┌─ Materials provided

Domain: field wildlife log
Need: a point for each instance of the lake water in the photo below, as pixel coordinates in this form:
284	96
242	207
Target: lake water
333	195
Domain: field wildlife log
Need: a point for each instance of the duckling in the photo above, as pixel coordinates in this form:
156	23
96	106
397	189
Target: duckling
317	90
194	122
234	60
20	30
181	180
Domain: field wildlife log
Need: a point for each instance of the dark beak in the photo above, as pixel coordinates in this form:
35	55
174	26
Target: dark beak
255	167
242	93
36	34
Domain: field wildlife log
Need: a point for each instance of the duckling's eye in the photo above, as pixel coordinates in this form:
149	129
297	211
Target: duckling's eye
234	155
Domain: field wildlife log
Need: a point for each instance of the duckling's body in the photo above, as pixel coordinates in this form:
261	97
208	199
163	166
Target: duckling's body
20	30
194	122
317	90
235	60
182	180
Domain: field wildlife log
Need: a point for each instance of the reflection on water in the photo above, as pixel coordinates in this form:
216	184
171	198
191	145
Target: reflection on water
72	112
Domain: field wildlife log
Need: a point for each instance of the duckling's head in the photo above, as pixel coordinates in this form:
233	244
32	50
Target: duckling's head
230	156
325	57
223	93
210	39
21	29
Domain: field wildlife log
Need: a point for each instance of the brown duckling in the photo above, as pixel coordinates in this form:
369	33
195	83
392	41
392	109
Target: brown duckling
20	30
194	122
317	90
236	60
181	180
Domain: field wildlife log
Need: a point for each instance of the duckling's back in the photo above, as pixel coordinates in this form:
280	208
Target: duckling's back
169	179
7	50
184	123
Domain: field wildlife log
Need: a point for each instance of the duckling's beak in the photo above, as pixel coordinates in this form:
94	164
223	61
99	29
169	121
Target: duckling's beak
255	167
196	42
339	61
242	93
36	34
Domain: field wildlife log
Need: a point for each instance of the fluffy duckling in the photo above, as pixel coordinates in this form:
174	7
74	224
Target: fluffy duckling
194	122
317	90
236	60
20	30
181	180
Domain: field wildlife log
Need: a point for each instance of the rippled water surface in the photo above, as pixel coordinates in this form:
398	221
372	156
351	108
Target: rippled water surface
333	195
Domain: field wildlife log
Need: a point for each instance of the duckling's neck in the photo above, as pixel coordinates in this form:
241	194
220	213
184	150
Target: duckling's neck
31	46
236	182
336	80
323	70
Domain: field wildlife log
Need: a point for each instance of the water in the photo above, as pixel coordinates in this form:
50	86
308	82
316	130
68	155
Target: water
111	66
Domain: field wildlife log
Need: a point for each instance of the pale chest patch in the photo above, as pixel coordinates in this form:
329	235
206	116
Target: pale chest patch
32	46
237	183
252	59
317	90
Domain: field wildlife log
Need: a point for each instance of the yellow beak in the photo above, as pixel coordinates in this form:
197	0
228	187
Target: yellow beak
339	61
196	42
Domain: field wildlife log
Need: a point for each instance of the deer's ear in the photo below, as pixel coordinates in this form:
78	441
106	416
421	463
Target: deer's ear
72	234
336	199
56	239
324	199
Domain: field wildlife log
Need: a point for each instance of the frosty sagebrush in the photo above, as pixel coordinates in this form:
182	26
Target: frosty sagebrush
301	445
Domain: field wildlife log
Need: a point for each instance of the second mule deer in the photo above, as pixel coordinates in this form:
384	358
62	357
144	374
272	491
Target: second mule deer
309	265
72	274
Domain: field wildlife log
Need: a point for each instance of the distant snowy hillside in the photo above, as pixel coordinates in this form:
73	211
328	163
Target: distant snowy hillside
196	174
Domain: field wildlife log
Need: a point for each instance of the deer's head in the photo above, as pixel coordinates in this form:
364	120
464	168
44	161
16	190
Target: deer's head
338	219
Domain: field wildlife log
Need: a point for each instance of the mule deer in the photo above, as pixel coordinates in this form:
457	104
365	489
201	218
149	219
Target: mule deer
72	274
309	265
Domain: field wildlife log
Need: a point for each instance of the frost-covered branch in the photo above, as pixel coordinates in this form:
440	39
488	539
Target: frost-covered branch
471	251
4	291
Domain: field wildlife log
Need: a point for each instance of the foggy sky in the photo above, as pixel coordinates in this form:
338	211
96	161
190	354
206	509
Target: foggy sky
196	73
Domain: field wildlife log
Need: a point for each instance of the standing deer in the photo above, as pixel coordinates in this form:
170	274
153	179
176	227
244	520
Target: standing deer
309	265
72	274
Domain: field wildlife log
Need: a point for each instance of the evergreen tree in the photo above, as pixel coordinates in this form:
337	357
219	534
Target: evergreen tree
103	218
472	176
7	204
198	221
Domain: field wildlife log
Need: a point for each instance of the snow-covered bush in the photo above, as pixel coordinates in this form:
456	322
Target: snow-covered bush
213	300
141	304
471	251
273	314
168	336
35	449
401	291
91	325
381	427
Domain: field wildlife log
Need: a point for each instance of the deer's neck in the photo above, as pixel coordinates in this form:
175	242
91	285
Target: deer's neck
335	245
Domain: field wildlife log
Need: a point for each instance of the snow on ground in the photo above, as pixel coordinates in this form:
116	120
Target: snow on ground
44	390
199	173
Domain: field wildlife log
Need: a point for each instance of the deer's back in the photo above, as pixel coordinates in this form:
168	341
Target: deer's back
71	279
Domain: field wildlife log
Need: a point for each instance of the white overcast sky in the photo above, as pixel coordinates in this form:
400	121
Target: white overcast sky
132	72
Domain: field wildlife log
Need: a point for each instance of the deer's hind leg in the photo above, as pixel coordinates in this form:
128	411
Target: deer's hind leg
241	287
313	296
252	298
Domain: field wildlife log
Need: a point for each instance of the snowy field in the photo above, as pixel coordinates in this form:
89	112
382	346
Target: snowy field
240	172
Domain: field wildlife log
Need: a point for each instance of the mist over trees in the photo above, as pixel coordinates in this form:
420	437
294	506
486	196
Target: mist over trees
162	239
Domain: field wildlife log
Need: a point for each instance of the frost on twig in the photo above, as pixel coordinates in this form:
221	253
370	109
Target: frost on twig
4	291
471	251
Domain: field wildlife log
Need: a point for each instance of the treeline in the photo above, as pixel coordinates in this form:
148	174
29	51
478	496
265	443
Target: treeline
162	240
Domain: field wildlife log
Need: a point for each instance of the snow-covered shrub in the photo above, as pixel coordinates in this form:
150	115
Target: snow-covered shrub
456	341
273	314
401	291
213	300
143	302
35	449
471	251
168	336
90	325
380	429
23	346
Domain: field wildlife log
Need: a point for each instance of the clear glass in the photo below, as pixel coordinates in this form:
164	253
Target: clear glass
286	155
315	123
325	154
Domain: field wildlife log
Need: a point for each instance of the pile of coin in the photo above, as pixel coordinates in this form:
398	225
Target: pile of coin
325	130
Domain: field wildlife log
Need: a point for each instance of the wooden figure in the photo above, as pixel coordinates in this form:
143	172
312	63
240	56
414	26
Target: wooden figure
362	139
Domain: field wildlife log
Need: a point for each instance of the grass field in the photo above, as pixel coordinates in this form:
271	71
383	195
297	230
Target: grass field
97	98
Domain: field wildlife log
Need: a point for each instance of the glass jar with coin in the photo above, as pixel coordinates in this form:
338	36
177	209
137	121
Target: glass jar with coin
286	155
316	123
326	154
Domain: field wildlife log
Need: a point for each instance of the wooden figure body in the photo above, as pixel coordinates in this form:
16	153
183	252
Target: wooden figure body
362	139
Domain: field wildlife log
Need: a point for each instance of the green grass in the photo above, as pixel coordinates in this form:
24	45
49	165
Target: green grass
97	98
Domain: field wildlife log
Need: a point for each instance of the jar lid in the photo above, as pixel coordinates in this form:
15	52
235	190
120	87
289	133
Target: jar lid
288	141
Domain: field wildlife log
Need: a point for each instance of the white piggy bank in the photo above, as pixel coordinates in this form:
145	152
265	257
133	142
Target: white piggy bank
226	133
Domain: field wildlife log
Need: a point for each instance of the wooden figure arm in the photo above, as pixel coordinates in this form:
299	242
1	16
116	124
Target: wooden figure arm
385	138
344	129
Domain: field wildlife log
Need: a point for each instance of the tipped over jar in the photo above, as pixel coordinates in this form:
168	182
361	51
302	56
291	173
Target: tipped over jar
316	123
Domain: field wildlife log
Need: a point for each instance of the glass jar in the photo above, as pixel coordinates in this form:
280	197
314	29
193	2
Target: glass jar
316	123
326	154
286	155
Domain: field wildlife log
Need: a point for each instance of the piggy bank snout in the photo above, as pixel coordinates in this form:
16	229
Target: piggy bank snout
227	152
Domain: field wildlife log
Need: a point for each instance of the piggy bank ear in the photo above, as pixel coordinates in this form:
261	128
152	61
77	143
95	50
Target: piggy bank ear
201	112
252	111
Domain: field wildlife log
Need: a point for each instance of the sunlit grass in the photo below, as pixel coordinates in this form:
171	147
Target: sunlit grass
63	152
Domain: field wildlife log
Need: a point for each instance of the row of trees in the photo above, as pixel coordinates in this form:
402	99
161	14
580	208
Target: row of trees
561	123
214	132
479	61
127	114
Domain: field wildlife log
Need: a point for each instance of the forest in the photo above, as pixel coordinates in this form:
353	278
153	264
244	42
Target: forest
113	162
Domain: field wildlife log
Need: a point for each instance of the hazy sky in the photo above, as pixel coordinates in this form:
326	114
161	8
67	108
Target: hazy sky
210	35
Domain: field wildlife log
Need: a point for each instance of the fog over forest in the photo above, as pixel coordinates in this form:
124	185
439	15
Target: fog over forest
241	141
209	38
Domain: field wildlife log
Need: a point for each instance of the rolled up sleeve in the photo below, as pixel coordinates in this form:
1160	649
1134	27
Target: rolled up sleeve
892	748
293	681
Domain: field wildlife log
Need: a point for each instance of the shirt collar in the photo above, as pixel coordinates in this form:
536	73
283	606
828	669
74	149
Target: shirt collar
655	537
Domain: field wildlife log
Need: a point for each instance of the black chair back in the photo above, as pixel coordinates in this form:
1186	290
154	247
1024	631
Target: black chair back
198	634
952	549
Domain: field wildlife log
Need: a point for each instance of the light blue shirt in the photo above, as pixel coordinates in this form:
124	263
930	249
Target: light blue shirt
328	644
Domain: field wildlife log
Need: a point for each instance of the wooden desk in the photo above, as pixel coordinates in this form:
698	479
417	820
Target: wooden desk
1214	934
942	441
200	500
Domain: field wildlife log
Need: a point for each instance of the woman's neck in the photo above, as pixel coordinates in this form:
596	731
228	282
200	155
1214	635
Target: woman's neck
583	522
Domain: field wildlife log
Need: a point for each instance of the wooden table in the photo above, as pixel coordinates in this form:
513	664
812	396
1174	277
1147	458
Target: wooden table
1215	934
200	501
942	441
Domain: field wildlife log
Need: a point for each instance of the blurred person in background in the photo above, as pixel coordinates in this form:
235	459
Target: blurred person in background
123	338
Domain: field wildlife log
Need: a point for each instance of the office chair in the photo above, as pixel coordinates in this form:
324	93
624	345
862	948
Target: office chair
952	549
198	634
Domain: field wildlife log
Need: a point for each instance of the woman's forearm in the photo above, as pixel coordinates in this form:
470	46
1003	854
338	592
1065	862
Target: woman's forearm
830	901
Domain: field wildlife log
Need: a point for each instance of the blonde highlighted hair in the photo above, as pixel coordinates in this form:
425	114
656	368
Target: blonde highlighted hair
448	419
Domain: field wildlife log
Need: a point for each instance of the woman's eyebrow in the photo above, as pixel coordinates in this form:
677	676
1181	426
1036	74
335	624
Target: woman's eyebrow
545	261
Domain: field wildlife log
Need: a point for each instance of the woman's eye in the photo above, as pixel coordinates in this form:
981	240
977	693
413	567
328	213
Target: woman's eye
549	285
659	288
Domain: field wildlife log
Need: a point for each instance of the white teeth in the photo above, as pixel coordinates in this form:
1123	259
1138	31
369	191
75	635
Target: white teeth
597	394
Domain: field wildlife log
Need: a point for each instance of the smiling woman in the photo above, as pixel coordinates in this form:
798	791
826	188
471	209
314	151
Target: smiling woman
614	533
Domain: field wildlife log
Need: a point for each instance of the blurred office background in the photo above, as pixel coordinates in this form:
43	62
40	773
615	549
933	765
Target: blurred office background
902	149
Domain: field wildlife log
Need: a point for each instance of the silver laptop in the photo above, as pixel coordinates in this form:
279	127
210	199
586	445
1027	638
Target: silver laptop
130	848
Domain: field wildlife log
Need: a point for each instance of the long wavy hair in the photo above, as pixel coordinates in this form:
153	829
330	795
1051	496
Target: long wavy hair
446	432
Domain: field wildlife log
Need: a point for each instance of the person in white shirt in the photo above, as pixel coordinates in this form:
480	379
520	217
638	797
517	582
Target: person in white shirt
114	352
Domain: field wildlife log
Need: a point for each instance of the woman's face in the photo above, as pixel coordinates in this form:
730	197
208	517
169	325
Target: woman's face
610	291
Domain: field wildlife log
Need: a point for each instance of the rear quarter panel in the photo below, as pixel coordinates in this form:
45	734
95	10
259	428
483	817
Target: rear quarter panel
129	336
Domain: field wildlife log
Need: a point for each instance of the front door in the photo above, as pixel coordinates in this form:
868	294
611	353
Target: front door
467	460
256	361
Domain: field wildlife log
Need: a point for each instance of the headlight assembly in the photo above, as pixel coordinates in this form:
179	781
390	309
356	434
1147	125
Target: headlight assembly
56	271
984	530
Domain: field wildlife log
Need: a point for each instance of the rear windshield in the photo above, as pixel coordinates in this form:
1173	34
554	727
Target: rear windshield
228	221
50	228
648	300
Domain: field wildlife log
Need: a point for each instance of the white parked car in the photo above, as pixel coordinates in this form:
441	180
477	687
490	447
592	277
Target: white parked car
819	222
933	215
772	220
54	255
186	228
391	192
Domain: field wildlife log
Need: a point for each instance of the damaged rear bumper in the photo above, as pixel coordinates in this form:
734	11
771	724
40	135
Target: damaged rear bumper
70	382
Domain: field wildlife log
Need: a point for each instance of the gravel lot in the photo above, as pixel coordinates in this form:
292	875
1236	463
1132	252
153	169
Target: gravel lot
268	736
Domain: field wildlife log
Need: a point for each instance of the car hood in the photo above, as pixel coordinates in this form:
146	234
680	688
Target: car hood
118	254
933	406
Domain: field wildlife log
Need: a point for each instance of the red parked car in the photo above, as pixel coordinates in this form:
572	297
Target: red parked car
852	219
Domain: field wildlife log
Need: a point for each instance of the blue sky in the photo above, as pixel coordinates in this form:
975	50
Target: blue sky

└─

What you will do:
Pick out every line in the entries above that contains the string "surface", and copy each one.

The solution:
Need: a point for each instance of the rippled water surface in the photo above, as pixel coordinates in this form:
Target: rippled water surface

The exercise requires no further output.